Your answer must be an exact copy of the lines from the one holding "Target: blue sky" through the last line of the entries below, with nothing added.

Records supplied below:

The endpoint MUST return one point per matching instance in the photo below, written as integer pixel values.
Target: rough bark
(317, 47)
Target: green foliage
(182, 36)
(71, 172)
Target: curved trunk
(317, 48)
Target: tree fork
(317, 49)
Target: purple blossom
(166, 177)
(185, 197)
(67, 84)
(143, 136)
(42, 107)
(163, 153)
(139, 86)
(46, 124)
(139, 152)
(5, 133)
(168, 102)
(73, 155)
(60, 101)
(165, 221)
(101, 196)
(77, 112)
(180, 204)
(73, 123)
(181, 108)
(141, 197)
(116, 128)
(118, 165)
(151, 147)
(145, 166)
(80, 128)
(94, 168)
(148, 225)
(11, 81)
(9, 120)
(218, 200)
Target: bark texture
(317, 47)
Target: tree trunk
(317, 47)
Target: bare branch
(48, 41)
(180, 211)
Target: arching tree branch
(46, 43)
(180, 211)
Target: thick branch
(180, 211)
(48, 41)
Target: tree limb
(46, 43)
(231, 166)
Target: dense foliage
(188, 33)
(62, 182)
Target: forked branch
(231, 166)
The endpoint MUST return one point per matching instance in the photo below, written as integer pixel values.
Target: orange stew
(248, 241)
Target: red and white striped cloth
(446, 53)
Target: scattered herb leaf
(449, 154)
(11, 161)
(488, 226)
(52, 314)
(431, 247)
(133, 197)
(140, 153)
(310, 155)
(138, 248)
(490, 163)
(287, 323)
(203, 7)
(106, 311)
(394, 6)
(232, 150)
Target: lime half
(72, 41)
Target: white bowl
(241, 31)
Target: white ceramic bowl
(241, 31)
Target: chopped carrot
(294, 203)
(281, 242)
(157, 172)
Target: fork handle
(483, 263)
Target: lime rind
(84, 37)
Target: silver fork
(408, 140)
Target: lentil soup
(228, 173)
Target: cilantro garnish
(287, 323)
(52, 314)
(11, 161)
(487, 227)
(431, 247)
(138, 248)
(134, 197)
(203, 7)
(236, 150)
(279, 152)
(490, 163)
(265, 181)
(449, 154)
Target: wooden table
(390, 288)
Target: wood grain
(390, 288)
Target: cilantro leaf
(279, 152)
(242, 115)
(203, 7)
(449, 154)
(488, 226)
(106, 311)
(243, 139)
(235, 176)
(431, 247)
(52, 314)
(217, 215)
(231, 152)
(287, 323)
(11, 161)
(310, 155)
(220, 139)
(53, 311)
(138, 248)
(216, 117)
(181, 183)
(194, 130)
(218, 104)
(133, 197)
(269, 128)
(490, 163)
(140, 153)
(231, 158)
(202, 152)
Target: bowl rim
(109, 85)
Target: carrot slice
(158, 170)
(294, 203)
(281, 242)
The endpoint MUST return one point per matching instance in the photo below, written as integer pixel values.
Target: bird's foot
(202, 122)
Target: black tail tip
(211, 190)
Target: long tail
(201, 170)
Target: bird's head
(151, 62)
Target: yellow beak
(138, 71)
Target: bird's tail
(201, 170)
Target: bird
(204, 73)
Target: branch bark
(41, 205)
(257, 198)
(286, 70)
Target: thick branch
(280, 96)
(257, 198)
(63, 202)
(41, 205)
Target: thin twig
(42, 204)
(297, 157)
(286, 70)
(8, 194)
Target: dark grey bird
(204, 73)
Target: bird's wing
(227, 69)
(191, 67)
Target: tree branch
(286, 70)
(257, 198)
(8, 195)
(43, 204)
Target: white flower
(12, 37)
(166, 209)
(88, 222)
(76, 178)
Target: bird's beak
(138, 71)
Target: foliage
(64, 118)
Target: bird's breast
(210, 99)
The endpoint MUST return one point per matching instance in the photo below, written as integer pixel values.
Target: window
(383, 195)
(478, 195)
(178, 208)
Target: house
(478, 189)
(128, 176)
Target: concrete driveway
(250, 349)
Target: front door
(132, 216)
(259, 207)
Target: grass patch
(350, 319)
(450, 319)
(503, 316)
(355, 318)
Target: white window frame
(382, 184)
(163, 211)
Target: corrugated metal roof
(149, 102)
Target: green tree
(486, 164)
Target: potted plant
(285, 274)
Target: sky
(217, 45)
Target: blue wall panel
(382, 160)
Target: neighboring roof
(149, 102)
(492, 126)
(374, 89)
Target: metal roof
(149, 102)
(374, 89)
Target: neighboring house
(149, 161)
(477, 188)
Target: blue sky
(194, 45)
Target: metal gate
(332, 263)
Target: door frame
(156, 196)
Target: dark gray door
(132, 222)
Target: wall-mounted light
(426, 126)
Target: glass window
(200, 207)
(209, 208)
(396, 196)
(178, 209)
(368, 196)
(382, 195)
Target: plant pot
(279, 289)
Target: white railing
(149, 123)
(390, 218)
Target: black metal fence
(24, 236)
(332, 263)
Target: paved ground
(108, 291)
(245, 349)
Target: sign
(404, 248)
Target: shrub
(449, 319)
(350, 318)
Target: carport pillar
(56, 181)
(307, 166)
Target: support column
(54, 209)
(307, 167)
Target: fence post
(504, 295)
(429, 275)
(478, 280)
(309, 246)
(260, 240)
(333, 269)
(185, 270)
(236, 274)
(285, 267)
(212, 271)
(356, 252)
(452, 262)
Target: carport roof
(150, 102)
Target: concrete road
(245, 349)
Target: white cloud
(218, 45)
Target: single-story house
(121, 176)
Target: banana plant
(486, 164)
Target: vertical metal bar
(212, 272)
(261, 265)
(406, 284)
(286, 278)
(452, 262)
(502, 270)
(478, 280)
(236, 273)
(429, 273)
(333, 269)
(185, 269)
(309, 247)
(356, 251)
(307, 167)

End of Records supplied.

Answer box:
Target: blue sky
(194, 45)
Target: metal gate
(332, 263)
Target: door frame
(156, 196)
Target: dark gray door
(132, 222)
Target: wall-mounted light
(426, 126)
Target: glass window
(200, 207)
(209, 208)
(396, 196)
(178, 209)
(368, 196)
(382, 195)
Target: plant pot
(279, 289)
Target: white railing
(149, 123)
(390, 218)
Target: black metal fence
(24, 236)
(332, 263)
Target: paved ground
(108, 291)
(245, 349)
Target: sign
(404, 248)
Target: shrub
(449, 319)
(350, 318)
Target: carport pillar
(56, 181)
(307, 166)
Target: support column
(54, 209)
(307, 167)
Target: fence post
(504, 295)
(429, 275)
(478, 280)
(309, 246)
(260, 240)
(333, 269)
(185, 270)
(236, 274)
(285, 267)
(212, 271)
(356, 252)
(452, 262)
Target: carport roof
(150, 102)
Target: concrete road
(245, 349)
Target: white cloud
(218, 45)
Target: single-story house
(121, 176)
Target: banana plant
(486, 164)
Target: vertical metal bar
(212, 272)
(261, 265)
(406, 284)
(286, 278)
(452, 262)
(502, 270)
(478, 280)
(236, 273)
(429, 273)
(333, 269)
(185, 269)
(309, 247)
(356, 251)
(307, 167)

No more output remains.